Outline annotation records
....
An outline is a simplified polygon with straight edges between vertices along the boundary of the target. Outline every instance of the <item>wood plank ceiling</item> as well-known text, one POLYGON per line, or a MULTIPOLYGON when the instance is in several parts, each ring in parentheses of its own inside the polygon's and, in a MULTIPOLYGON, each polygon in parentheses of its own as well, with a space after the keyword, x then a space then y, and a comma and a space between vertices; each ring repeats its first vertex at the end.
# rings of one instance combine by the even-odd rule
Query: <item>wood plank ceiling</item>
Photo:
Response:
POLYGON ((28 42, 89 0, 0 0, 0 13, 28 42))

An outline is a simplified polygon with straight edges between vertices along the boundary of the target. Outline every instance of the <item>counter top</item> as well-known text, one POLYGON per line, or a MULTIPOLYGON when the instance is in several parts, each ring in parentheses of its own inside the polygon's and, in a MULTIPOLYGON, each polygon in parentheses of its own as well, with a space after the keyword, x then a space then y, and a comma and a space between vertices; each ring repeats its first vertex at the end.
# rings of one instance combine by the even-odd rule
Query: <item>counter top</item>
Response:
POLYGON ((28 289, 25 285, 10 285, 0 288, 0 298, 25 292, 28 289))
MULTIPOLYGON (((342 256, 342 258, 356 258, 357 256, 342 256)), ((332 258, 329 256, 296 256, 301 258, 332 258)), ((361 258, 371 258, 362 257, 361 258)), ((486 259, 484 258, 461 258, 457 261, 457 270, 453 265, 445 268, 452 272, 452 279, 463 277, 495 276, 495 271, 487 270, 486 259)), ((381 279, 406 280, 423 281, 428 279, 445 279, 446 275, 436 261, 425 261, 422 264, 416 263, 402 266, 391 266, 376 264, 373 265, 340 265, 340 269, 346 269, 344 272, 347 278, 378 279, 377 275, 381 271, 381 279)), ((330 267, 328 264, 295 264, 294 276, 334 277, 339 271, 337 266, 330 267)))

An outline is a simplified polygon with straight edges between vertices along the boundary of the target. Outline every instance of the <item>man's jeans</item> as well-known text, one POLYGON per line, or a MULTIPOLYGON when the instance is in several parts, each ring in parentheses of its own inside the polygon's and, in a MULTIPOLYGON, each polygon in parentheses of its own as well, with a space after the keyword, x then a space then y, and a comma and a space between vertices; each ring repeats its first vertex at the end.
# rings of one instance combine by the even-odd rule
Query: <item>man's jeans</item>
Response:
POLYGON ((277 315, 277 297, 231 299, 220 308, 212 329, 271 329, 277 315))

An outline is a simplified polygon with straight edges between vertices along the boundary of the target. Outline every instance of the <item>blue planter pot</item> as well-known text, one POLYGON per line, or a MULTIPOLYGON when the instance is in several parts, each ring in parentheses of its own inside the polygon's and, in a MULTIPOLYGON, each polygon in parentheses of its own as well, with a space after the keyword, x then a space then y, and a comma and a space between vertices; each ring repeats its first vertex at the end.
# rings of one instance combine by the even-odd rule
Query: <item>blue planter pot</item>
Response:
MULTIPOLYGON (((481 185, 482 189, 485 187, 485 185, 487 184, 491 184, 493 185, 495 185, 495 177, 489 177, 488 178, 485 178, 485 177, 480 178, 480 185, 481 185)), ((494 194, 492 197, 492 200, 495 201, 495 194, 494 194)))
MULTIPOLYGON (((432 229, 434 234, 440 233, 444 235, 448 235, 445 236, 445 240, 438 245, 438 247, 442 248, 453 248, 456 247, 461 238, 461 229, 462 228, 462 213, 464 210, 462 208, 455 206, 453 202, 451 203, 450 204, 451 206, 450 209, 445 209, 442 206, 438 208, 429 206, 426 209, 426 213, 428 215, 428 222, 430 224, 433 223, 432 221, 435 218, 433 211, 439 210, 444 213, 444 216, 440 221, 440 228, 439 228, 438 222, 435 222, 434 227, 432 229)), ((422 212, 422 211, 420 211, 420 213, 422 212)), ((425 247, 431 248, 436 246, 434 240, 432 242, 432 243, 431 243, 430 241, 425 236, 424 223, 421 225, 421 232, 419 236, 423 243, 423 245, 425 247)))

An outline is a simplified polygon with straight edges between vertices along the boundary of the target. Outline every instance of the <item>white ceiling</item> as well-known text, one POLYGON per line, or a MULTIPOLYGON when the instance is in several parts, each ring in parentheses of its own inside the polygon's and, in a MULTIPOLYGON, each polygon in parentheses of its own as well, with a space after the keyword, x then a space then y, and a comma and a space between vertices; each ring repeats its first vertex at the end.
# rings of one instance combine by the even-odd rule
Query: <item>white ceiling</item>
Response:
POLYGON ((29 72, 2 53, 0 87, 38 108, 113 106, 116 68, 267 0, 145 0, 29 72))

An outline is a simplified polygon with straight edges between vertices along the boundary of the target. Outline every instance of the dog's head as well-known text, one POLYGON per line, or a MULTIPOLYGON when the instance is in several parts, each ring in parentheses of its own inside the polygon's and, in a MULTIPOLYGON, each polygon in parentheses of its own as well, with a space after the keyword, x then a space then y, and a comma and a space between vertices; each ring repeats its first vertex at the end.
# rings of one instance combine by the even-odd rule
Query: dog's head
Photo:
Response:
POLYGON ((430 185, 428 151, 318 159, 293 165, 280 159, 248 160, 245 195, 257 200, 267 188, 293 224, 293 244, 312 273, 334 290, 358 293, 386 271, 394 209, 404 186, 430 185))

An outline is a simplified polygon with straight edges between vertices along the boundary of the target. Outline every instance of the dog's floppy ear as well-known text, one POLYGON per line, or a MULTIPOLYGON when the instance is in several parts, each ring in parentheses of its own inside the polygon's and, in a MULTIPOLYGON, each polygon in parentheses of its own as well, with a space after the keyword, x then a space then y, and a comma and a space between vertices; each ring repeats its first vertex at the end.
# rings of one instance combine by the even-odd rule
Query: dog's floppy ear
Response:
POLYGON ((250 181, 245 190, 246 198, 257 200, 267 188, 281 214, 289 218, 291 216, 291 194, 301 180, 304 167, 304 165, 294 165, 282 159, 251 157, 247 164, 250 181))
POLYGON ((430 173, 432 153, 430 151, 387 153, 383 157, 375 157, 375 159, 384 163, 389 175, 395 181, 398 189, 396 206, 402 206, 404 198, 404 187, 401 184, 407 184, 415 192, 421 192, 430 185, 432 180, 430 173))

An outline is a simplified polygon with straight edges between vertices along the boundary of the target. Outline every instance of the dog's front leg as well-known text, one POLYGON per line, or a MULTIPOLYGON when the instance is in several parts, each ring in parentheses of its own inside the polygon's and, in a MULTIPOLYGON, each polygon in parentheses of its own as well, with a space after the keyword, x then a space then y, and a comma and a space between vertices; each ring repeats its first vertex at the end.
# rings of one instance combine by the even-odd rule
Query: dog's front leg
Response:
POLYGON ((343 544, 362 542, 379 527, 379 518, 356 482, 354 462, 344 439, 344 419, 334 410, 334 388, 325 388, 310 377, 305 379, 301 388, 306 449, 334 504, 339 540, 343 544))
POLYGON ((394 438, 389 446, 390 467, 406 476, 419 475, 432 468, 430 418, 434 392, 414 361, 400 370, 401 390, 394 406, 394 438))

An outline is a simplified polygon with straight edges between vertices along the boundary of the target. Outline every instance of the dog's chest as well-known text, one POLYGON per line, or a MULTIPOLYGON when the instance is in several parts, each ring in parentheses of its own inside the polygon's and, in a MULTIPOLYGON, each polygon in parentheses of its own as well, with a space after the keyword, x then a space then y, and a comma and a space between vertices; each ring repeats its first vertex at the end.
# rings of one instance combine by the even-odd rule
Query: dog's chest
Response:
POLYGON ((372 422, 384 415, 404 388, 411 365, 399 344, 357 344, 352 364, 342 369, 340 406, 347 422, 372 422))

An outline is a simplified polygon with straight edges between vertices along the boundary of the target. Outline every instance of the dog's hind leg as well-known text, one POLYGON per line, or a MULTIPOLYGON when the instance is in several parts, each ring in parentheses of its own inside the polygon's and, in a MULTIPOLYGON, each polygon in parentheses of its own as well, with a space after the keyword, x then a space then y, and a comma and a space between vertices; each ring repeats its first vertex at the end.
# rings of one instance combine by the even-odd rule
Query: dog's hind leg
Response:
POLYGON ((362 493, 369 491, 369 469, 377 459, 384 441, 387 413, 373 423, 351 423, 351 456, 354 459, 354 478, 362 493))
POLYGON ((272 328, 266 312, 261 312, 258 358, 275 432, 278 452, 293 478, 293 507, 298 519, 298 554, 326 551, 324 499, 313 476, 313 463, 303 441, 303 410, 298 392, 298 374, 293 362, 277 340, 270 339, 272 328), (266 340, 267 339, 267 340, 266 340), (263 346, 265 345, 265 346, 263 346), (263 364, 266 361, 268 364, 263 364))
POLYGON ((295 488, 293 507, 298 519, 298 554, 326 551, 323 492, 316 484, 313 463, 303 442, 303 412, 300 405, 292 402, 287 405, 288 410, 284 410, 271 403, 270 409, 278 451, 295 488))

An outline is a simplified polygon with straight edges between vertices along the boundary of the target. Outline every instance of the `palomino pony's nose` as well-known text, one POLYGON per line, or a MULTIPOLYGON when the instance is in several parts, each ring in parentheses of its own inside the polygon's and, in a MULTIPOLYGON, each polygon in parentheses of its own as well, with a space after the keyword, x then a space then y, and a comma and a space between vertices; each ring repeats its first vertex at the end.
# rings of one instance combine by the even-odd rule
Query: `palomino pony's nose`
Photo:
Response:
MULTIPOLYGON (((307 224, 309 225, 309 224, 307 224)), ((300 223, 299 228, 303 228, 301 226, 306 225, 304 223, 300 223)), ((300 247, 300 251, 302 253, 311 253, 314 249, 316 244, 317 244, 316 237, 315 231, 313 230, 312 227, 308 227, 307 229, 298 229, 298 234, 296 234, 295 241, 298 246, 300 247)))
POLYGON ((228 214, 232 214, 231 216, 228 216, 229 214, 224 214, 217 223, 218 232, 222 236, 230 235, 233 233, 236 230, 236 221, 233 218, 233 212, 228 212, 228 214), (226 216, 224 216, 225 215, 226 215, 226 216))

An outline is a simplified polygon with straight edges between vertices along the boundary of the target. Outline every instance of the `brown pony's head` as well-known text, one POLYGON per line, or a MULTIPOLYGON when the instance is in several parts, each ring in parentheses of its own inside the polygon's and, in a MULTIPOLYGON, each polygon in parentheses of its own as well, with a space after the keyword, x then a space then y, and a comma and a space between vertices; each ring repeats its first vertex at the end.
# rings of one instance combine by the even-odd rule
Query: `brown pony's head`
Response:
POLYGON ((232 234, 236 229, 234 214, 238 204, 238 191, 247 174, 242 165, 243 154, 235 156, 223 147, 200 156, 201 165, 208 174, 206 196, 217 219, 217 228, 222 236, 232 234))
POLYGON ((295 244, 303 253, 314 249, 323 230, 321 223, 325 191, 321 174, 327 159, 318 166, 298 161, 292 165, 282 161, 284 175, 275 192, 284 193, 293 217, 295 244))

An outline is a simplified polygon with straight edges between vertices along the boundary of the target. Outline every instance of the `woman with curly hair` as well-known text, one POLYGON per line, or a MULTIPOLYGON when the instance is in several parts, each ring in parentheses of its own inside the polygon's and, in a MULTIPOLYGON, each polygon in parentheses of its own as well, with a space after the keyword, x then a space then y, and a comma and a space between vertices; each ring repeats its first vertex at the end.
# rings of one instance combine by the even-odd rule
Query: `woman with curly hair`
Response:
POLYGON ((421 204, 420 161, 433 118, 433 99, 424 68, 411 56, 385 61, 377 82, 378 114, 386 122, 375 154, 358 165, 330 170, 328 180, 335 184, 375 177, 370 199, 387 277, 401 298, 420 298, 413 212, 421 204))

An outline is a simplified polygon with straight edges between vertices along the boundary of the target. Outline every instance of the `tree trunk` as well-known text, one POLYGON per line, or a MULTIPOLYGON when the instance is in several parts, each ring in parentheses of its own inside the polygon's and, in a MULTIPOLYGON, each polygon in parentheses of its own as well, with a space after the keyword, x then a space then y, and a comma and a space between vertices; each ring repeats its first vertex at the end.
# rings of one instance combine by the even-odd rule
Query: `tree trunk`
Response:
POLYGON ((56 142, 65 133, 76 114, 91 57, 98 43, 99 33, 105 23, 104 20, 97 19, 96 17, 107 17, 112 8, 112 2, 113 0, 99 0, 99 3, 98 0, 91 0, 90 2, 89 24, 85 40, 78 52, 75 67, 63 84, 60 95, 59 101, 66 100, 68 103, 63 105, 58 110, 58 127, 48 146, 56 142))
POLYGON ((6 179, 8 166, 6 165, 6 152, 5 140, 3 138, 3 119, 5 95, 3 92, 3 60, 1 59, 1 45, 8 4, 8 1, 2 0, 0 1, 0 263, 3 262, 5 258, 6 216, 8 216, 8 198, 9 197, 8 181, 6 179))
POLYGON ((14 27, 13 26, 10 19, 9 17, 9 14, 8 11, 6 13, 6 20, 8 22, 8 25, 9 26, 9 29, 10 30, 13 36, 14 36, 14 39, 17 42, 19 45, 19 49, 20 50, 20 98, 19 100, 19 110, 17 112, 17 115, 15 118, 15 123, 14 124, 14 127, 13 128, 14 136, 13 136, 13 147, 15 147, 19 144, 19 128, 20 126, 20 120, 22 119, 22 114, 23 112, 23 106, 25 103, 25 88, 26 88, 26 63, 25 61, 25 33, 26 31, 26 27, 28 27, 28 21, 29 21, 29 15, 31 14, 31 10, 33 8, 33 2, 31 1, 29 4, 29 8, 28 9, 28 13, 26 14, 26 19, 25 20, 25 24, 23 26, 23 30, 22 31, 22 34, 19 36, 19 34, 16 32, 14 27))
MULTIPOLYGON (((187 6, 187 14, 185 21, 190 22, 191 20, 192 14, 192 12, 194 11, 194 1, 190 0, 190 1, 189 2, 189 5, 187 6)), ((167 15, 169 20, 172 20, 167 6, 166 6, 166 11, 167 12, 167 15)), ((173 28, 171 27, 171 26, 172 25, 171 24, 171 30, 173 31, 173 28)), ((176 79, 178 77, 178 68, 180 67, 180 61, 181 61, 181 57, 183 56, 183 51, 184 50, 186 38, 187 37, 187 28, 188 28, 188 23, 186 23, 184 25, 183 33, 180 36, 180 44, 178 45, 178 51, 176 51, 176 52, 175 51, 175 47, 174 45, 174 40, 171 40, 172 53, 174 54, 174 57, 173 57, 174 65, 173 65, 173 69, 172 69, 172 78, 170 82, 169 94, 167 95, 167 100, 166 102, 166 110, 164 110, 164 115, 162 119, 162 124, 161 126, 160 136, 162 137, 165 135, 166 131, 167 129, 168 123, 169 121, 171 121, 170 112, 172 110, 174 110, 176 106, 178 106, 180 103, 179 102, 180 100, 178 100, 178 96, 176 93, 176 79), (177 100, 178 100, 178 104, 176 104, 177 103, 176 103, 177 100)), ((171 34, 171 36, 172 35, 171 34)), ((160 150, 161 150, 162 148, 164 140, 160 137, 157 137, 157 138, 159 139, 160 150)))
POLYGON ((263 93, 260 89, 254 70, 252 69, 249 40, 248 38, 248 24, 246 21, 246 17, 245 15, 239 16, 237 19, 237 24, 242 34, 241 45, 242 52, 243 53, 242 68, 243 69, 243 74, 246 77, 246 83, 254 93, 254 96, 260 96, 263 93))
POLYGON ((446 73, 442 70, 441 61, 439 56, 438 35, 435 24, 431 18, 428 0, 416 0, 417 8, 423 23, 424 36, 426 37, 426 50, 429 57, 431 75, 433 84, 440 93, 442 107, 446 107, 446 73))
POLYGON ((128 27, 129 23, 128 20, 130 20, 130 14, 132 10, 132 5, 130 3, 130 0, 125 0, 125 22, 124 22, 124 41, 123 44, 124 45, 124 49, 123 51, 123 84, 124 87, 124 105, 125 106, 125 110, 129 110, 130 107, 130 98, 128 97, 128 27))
....
WHAT THE TASK REQUIRES: Extract the lines word for word, beginning with the first line and continuing through the line containing "POLYGON ((28 42, 89 0, 0 0, 0 13, 28 42))".

TASK RESULT:
An outline is a simplified polygon with straight edges between vertices along the boundary of the target. Outline every instance of the <item>wood plank ceiling</item> as well-known text, one POLYGON per line, or a MULTIPOLYGON when the instance is in several parts, each ring in parentheses of its own inside the polygon's and, in a MULTIPOLYGON, each polygon in parentheses of its own as well, with a space after the keyword, x then a space then y, and a comma and a space between vertices; each ring repeats its first vertex at the end.
# rings of one instance combine by the even-odd rule
Query: <item>wood plank ceiling</item>
Photo:
Response:
POLYGON ((28 42, 89 0, 0 0, 0 13, 28 42))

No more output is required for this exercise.